[Provided passage start]

My best friend and I buy a bunk bed when we make plans to live together our sophomore year. We happily sign the dorm contract. We’ve each survived bad roommate situations, and we’re good buddies. It’ll be perfect.
Over the summer, I realize I’m in love with her. I have no idea what to do. I can’t tell her; I can’t tell anyone. I want to die.
Each night, I go to sleep crying in the lower bunk, my tears as silent as the despair in my chest. Each day, I swallow my bitter heart.
One of many vivid nightmares that fall: I’m cutting up a blonde girl in a wedding dress and stuffing the body parts into a vacuum cleaner bag. I’m terrified my mother and sister will find out, that I won’t be the good girl I’ve always been. I won’t be the girl I just murdered.
Classes, however, are marvelous. I’m so happy reading Racine’s “Phèdre” in French class, “The Iliad” in Humanities 101. But I write down quotes about the burning uselessness of love. I listen to R.E.M.’s “Losing My Religion” over and over — “Oh no, I’ve said too much; I haven’t said enough.”

[Provided passage end]
[Collected data start]

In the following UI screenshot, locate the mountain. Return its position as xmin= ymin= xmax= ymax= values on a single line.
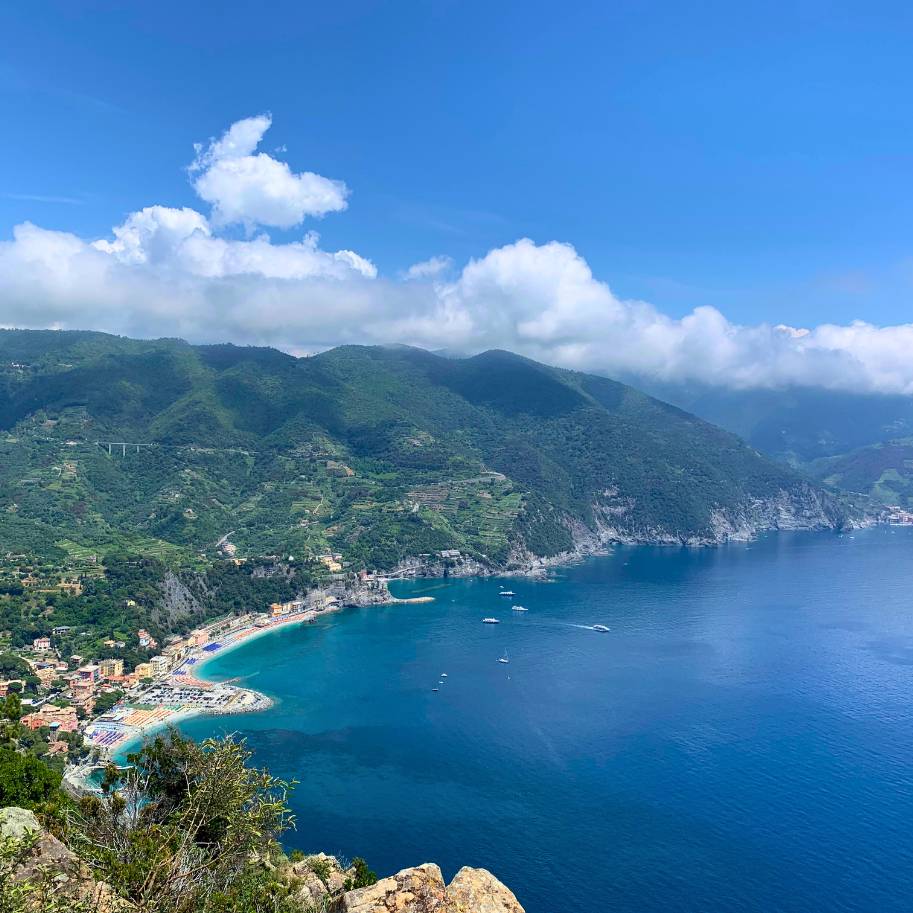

[Collected data end]

Your task: From the roommate essay above, print everything from "Each night, I" down to "I just murdered.", word for word.

The reply:
Each night, I go to sleep crying in the lower bunk, my tears as silent as the despair in my chest. Each day, I swallow my bitter heart.
One of many vivid nightmares that fall: I’m cutting up a blonde girl in a wedding dress and stuffing the body parts into a vacuum cleaner bag. I’m terrified my mother and sister will find out, that I won’t be the good girl I’ve always been. I won’t be the girl I just murdered.